━━━ RECORDS PROVIDED

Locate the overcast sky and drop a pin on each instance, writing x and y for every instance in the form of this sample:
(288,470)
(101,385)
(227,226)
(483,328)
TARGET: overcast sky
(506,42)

━━━━━━

### TASK TO CARRY OUT:
Set down the whole listing again. Keep every word as it is.

### YOUR SOLUTION:
Locate the overcast sky and drop a pin on each instance, writing x and y for every instance in the form of this sample:
(288,470)
(101,385)
(227,226)
(483,328)
TARGET: overcast sky
(506,42)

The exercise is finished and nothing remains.